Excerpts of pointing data
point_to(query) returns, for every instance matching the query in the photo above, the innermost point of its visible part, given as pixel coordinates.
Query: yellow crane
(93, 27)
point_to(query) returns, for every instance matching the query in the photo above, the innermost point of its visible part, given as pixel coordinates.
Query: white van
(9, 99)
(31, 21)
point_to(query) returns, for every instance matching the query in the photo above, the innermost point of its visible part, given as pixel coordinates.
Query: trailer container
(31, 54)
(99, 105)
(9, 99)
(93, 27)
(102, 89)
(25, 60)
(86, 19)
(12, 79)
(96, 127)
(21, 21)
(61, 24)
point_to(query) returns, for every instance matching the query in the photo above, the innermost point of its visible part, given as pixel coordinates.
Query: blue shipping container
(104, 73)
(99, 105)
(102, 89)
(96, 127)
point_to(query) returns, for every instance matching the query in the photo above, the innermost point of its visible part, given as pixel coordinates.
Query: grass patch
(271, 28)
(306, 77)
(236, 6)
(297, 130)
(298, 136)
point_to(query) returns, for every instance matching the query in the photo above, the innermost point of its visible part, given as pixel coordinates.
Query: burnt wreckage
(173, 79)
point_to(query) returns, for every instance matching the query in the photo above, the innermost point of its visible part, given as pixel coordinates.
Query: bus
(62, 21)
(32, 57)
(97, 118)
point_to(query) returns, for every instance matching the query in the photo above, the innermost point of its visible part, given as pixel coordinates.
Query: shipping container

#### WORK TO BE COMPLETED:
Extract the complete listing above, reproducing each line exactly.

#### ANSWER TO THE EXERCISE:
point_to(query) returns, for every instance matching the query in the photo above, the innermost point of its visible part, given as pixel coordinates.
Query: yellow crane
(93, 27)
point_to(query) returns, for every instance matching the query in the photo above, the innermost point of its visible part, given as pixel coordinates.
Query: white van
(9, 99)
(31, 21)
point_to(query) returns, for every instance matching the query in the photo above, the innermost point of its visible part, given as pixel coordinates.
Query: trailer container
(31, 54)
(99, 105)
(9, 99)
(93, 27)
(102, 89)
(25, 60)
(86, 19)
(12, 79)
(96, 127)
(21, 21)
(61, 24)
point_to(query) returns, for every instance matching the query in the photo above, the innermost point of its visible part, given as pixel coordinates.
Query: blue shipping container
(104, 73)
(99, 105)
(102, 89)
(96, 127)
point_to(query) returns, for every instance matching the query in the photo above, the innermost point of its visible part, given as pixel coordinates.
Query: grass patch
(271, 28)
(306, 77)
(236, 6)
(297, 130)
(298, 136)
point_to(query) returns, for every instance matching the query in the photo above, the innermost point of its visible part, given as pixel coordinates.
Query: burnt wreckage
(173, 79)
point_to(query) returns, for every instance matching the query in the photo above, the innermost point of its visible part, given as pixel coordinates.
Query: bus
(62, 21)
(32, 57)
(97, 118)
point_to(query) returns, for every instance matching the query in the photo above, the innermost point of its visible part, given as pixel coordinates.
Query: shipping container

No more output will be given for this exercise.